### RECORDS ###

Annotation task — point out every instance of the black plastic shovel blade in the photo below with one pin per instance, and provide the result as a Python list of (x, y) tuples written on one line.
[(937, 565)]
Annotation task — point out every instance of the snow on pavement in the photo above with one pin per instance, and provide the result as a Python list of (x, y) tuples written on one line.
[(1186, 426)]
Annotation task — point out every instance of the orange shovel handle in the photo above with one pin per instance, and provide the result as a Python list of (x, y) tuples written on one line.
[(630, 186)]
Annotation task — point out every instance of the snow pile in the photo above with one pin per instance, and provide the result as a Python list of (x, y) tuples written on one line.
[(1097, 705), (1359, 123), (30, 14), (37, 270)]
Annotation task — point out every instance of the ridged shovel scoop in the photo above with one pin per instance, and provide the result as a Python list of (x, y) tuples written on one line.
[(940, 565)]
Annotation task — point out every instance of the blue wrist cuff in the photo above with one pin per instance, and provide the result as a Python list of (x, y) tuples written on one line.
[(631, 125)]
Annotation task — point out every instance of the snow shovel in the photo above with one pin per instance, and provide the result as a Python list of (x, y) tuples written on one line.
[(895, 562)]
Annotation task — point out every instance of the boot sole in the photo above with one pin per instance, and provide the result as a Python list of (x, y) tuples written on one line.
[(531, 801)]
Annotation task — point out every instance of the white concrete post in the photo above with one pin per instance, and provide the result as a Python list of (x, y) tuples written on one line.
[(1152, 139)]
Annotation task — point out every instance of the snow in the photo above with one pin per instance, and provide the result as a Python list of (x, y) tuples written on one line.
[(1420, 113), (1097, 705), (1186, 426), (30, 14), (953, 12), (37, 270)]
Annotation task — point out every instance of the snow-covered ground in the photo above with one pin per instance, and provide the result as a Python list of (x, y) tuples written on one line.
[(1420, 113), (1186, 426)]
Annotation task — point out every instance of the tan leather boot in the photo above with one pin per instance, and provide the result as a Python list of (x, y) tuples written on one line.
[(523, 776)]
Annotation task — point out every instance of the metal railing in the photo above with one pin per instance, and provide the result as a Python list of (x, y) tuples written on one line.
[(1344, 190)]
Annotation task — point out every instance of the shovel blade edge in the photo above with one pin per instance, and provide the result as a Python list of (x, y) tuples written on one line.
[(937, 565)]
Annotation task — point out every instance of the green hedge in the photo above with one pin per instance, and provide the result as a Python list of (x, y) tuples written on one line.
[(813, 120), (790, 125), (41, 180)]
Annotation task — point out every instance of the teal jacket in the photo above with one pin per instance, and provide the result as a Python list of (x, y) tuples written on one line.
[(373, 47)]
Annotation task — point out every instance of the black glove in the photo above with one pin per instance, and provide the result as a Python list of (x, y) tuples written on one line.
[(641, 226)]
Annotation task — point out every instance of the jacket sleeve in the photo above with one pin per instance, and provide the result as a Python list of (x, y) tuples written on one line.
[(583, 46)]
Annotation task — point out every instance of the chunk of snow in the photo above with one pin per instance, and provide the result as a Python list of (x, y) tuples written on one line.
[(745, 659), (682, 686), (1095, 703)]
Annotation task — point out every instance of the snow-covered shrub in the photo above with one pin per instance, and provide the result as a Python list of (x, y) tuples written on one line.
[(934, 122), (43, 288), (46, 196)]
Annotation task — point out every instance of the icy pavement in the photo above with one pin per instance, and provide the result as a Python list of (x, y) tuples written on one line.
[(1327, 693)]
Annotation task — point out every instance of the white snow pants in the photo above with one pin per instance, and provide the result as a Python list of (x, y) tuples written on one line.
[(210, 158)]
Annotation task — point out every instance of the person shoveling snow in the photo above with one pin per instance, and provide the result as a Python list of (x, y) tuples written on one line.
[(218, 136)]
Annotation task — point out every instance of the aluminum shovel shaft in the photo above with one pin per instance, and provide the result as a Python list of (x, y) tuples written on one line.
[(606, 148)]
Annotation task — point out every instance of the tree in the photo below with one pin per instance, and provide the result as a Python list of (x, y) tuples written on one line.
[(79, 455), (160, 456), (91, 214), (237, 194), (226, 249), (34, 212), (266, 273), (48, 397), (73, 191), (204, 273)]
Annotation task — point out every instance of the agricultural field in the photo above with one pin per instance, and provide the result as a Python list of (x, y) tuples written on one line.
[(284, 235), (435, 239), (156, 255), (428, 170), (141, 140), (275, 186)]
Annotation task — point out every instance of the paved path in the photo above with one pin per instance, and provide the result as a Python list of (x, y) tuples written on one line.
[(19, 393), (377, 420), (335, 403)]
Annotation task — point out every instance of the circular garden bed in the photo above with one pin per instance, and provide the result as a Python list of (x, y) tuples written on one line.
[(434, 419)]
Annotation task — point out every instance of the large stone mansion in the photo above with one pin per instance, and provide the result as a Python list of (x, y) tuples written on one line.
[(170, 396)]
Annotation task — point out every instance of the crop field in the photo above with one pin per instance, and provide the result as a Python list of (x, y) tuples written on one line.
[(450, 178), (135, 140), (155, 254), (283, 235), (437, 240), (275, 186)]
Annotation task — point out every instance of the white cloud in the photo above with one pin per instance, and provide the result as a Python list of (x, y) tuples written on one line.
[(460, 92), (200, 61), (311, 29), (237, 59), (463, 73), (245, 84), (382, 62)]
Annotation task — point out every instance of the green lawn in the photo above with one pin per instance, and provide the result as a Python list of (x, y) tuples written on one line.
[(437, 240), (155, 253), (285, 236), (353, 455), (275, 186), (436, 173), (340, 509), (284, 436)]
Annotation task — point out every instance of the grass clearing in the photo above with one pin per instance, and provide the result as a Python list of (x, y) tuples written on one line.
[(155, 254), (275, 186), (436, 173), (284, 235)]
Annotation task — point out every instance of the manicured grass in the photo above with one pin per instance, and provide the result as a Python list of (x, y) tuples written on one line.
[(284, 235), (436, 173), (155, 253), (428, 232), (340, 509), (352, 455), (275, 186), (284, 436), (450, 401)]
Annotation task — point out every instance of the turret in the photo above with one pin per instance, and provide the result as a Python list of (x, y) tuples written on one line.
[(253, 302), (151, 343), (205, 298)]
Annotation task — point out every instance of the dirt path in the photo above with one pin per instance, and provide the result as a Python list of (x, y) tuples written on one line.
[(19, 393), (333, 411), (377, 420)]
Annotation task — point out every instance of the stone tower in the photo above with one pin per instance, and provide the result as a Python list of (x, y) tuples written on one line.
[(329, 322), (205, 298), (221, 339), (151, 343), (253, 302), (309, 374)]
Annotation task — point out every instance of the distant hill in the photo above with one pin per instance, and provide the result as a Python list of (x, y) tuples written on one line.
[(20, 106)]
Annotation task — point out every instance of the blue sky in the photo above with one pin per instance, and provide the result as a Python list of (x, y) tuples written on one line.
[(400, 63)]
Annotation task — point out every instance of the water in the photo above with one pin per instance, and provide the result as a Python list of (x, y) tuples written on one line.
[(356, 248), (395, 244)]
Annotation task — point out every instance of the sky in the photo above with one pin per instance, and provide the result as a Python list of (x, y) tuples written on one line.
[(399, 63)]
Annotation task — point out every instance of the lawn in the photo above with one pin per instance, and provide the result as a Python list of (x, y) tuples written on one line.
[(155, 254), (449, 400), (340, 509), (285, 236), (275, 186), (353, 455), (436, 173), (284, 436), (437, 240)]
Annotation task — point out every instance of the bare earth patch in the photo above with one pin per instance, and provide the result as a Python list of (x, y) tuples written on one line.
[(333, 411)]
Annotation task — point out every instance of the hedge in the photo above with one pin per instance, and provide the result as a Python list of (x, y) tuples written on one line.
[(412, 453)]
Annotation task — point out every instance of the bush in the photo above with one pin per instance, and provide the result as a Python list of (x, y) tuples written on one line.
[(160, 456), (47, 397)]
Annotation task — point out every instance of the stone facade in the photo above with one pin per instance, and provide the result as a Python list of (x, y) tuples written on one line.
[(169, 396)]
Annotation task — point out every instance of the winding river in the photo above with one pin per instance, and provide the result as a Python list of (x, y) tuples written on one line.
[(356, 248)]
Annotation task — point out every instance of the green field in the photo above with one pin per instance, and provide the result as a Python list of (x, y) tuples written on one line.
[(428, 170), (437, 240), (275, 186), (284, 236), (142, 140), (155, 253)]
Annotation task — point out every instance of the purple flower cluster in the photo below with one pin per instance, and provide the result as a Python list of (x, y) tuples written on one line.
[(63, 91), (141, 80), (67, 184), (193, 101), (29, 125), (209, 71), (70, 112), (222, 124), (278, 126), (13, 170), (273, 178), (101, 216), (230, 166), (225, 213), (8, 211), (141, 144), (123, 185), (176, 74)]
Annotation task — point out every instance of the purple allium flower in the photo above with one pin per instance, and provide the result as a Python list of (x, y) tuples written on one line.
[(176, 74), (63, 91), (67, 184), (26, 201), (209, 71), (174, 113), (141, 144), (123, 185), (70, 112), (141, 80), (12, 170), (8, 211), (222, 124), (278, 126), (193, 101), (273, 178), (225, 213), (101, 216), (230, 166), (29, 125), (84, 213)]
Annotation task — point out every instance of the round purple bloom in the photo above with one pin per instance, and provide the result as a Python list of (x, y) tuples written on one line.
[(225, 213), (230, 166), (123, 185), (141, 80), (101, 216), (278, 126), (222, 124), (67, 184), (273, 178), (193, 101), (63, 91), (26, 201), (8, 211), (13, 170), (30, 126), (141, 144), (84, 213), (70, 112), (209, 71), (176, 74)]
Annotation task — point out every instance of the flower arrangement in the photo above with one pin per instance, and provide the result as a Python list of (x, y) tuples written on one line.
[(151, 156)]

###

Rewrite the lines of the listing from the one containing "Annotation task — point out every instance of the black glove" through the one containing "[(1327, 693)]", inclusive, swapping "pin" for "marker" and leaving everything else as it is.

— ANSWER TO THIS EXERCISE —
Annotation task — point out every instance of the black glove in the photo above with one marker per instance, and provide the result as a Python list of (x, y) tuples written on one line.
[(641, 226)]
Annotation task — point out every instance of the jacket sleeve in the photo above with one marker per instance, and provide the result as a Python list of (x, y) tuples written on one line.
[(583, 46)]
Annotation task — point out every instance of the chunk of snow in the photo above with one marker per instance, and provide the result as a Python list of (x, y) tuples written on one line.
[(745, 659), (682, 686), (1095, 703)]
Annotation task — point out every instance of the snow-covered shrub in the photo above with one marker per instance, and provide the result as a Python list of (x, y) tuples written on one line.
[(934, 122), (43, 288), (46, 196)]
Annotation task — point out every instance of the icy pavement in the photo above with one marker per instance, and provide the result as a Python list of (x, y) tuples written on one line.
[(1327, 693)]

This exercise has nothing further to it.